• [EXTRACTED INFORMATION]:
======

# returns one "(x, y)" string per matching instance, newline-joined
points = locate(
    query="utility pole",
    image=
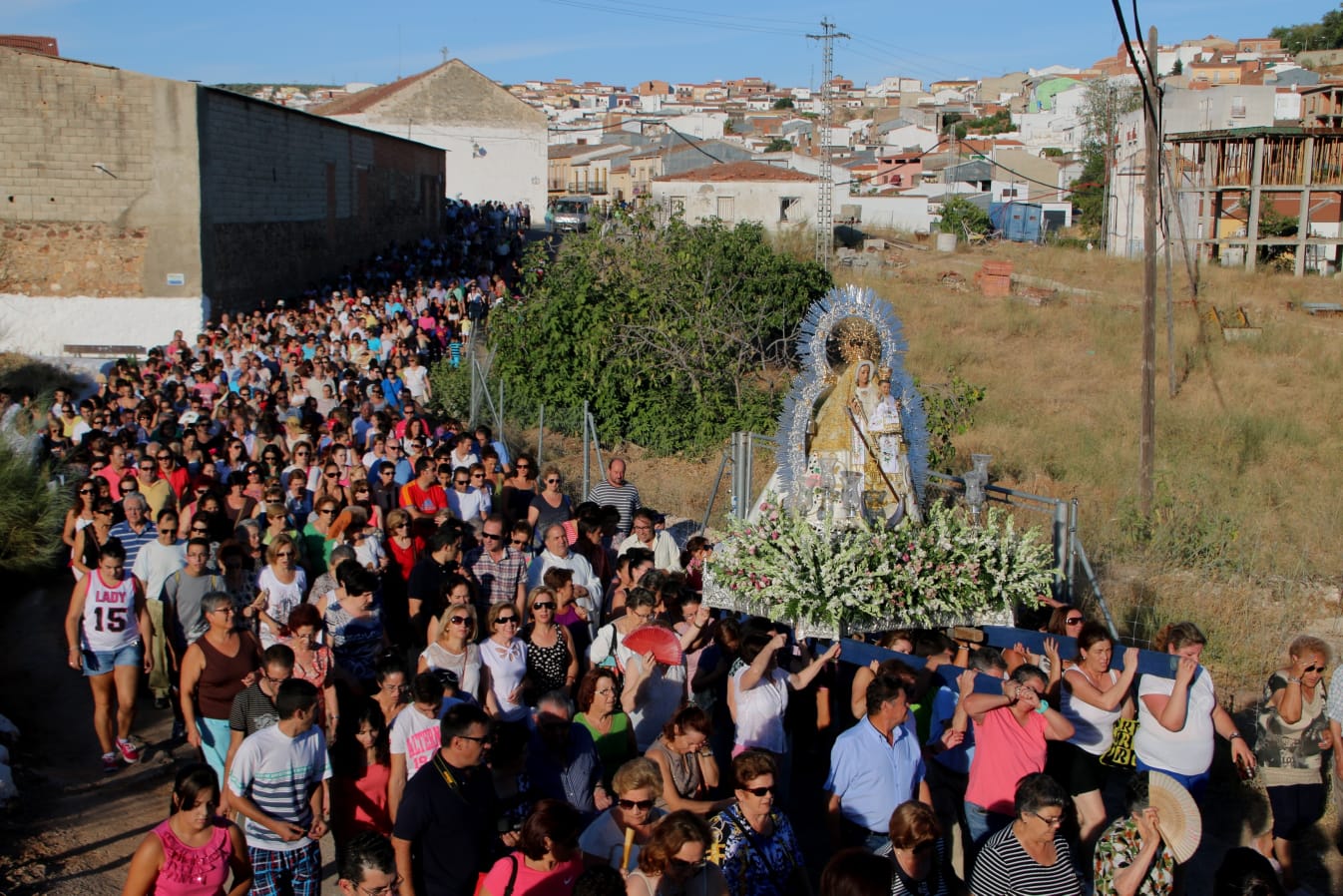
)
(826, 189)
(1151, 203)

======

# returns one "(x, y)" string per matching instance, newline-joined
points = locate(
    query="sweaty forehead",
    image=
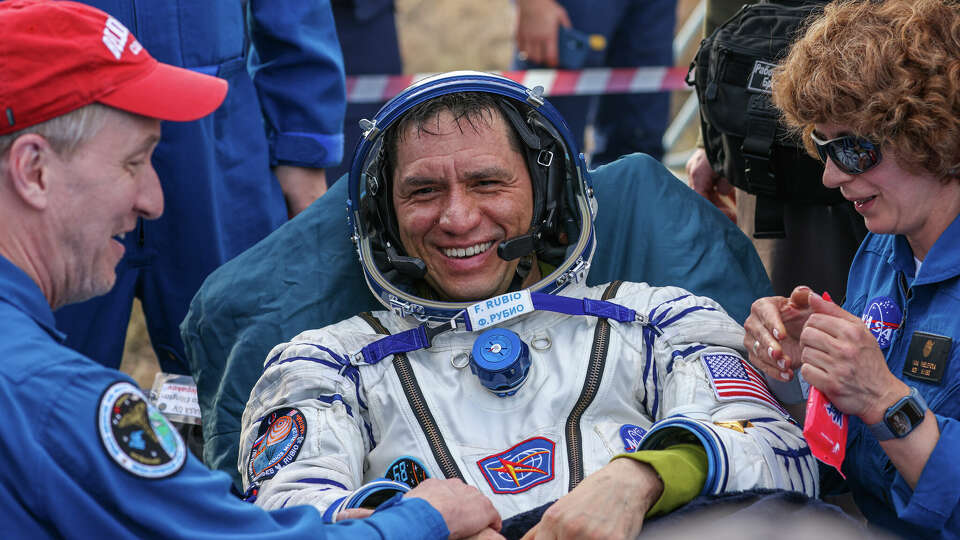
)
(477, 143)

======

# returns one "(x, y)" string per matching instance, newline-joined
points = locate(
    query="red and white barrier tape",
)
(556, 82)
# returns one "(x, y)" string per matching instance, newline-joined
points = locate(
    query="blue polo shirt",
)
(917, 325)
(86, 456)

======

• [TASK]: Copy all lines of the records in which the string "query" can be found.

• [SOLUTION TO THIS PROBLEM]:
    query="utility pole",
    query="sweaty forehead",
    query="red and white barrier tape",
    query="blue polo shirt",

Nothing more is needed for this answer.